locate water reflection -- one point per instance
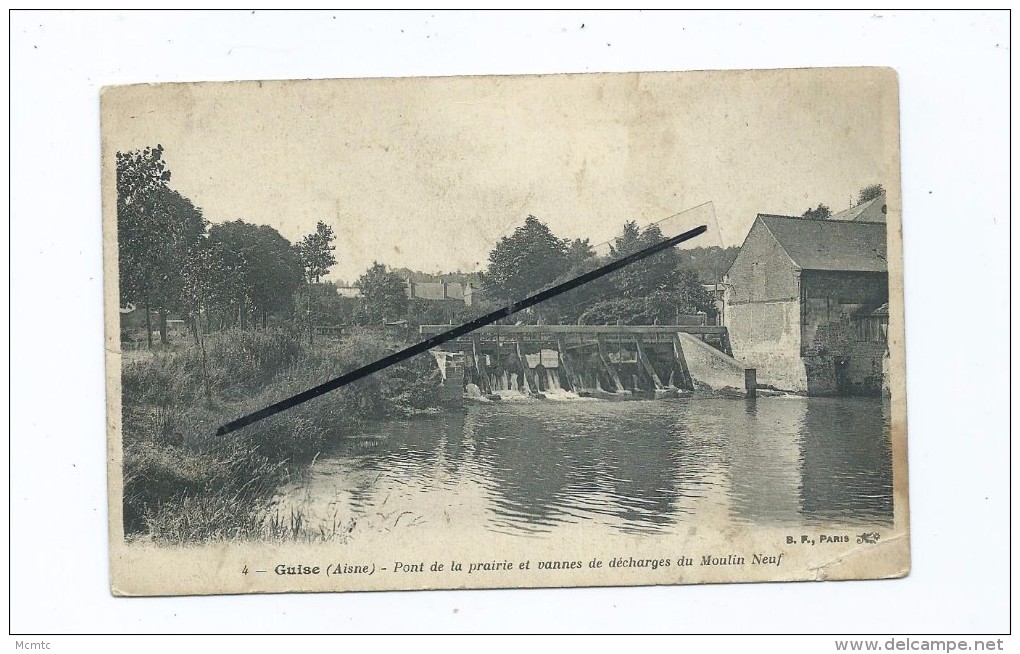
(531, 468)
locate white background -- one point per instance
(954, 74)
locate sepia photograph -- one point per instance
(729, 408)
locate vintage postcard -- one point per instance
(728, 408)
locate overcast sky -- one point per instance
(429, 172)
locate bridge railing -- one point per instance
(539, 331)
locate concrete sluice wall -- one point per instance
(615, 369)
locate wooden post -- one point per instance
(609, 366)
(681, 364)
(567, 373)
(647, 364)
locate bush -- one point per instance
(184, 484)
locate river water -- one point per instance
(533, 467)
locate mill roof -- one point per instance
(830, 245)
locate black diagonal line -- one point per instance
(455, 333)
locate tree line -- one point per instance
(172, 261)
(239, 274)
(866, 194)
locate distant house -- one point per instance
(807, 303)
(441, 290)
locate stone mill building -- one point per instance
(807, 302)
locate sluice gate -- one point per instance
(596, 360)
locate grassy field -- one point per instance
(185, 485)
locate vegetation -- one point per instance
(185, 485)
(820, 212)
(315, 252)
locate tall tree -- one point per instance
(870, 192)
(258, 270)
(524, 262)
(819, 212)
(384, 295)
(157, 230)
(316, 251)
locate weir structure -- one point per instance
(603, 360)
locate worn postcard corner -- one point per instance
(495, 332)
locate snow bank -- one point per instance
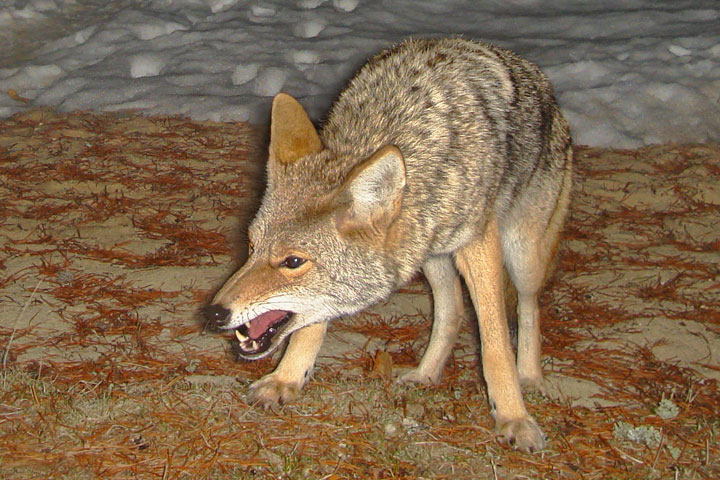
(626, 73)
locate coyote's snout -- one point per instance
(447, 155)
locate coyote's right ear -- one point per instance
(374, 190)
(292, 134)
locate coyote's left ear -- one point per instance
(374, 190)
(292, 134)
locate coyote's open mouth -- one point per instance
(255, 336)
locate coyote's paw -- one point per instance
(416, 376)
(533, 385)
(271, 391)
(522, 434)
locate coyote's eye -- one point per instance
(292, 262)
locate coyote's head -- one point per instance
(319, 240)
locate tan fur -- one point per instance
(445, 155)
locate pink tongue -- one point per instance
(261, 323)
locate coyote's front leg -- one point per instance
(292, 373)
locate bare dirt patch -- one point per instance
(115, 230)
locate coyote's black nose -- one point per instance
(216, 315)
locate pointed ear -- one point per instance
(374, 190)
(292, 134)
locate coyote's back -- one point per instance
(445, 155)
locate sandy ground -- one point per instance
(116, 230)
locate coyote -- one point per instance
(446, 155)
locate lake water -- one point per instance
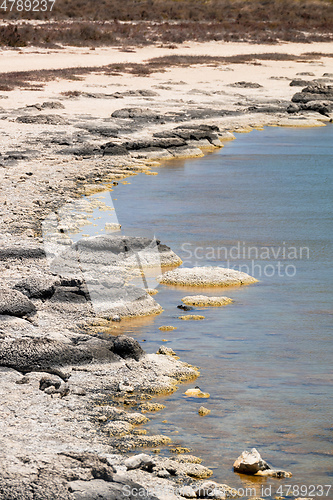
(263, 201)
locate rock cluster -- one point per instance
(250, 462)
(315, 97)
(205, 276)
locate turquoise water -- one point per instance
(266, 359)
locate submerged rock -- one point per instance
(205, 276)
(203, 411)
(204, 301)
(250, 462)
(126, 347)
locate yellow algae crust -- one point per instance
(205, 276)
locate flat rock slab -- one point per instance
(205, 276)
(204, 301)
(25, 355)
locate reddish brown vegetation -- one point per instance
(87, 22)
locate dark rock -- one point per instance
(185, 308)
(46, 382)
(52, 105)
(40, 354)
(13, 155)
(42, 119)
(14, 303)
(316, 92)
(245, 85)
(155, 143)
(126, 347)
(114, 150)
(293, 108)
(21, 252)
(298, 82)
(322, 107)
(43, 487)
(71, 295)
(266, 109)
(141, 113)
(23, 380)
(250, 462)
(37, 288)
(102, 130)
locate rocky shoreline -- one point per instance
(65, 386)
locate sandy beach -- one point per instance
(62, 139)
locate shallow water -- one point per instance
(266, 359)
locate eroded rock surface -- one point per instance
(205, 276)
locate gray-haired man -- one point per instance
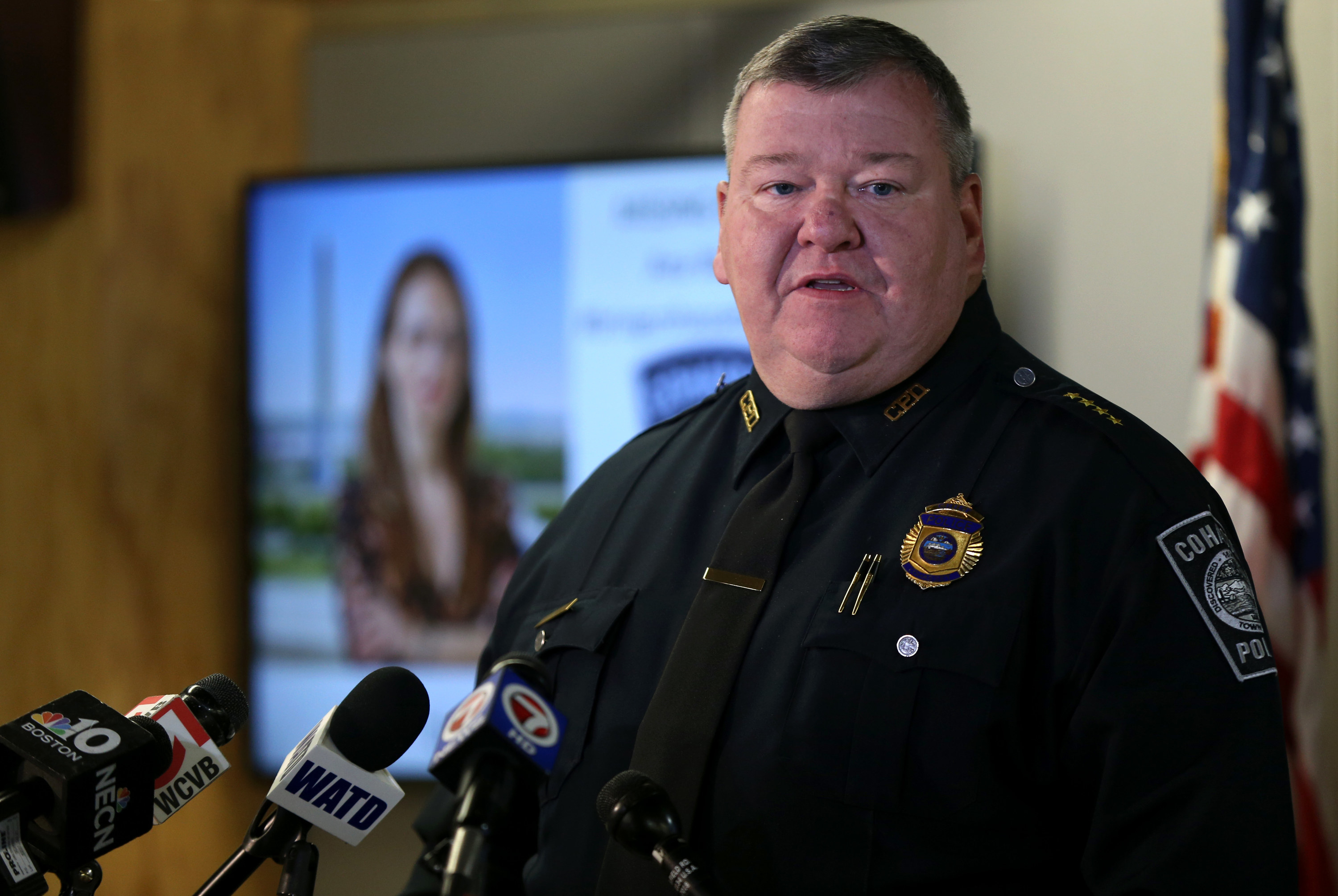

YOUR GOAL: Every record gets retyped exactly; no picture goes into the copy.

EXERCISE RESULT:
locate water reflection -- one point per instance
(531, 468)
locate white background -- one point per instance
(954, 74)
locate sepia photograph -- one point per instance
(729, 408)
locate vintage postcard -- one point per instance
(728, 408)
locate overcast sky -- one point per instance
(429, 172)
locate bridge railing -- one point per instance
(539, 331)
locate concrete sluice wall -- one point per instance
(615, 369)
locate wooden post -- one point per instance
(609, 366)
(681, 364)
(567, 373)
(647, 364)
locate bush -- one point per instance
(184, 484)
locate river water -- one point per instance
(533, 467)
locate mill roof -- one point per instance
(830, 245)
locate black diagonal line -- one point per instance
(455, 333)
locate tree line -- one point per instance
(172, 261)
(239, 274)
(866, 194)
locate distant house -- one point per instance
(807, 303)
(441, 290)
locate stone mill building -- one point per instance
(807, 302)
locate sluice gate -- one point per instance
(596, 360)
locate grassy field -- one point per instance
(185, 485)
locate vegetation -- one point per instance
(185, 485)
(820, 212)
(315, 252)
locate tall tree -- one point per instance
(870, 192)
(258, 270)
(524, 262)
(819, 212)
(384, 295)
(157, 230)
(316, 251)
locate weir structure -- one point per instance
(603, 360)
locate worn postcard corner -- one point per instance
(495, 332)
locate snow bank -- one point per instance
(626, 73)
locate coyote's snout -- one point per instance
(447, 155)
locate coyote's right ear -- one point per instance
(374, 190)
(292, 134)
locate coyote's left ear -- one point per instance
(374, 190)
(292, 134)
locate coyote's open mouth -- one point per instance
(255, 336)
locate coyote's paw -- one point per instance
(416, 376)
(533, 385)
(271, 391)
(522, 434)
locate coyote's eye -- one point per instance
(292, 262)
locate coyote's head -- one point per instance
(319, 240)
locate tan fur -- one point per instance
(445, 155)
locate pink tongue -- one point per instance
(261, 323)
locate coyote's front leg -- one point per instance
(292, 373)
locate bare dirt patch -- one point per instance
(115, 230)
locate coyote's black nose -- one point per instance
(216, 315)
locate pointed ear -- one point per instance
(374, 190)
(292, 134)
locate coyote's back -- one point per instance
(445, 155)
locate sandy ground -- one point per instance
(116, 230)
locate coyote -- one point per instance
(446, 155)
locate lake water -- one point per instance
(263, 201)
locate rock cluster -- one point per instance
(250, 462)
(315, 97)
(205, 276)
locate turquoise water -- one point per instance
(266, 359)
locate submerged rock -- one point per instance
(205, 276)
(203, 411)
(204, 301)
(250, 462)
(126, 347)
locate yellow algae crust -- one point per instance
(205, 276)
locate flat rock slab -- one point per instance
(205, 276)
(204, 301)
(25, 355)
locate reddish brown vegetation -- one point per instance
(87, 22)
locate dark rock -- one point per instance
(185, 308)
(46, 382)
(52, 105)
(40, 354)
(13, 155)
(42, 119)
(14, 303)
(316, 92)
(245, 85)
(155, 143)
(126, 347)
(114, 150)
(293, 108)
(21, 252)
(298, 82)
(322, 107)
(43, 487)
(71, 295)
(266, 109)
(141, 113)
(23, 380)
(250, 462)
(37, 288)
(102, 130)
locate rocky shoreline -- one point per instance
(65, 386)
locate sandy beach -- one point per instance
(62, 139)
locate shallow water -- one point per instance
(266, 359)
locate eroded rock surface -- one point per instance
(205, 276)
locate gray-haired man -- one point per instance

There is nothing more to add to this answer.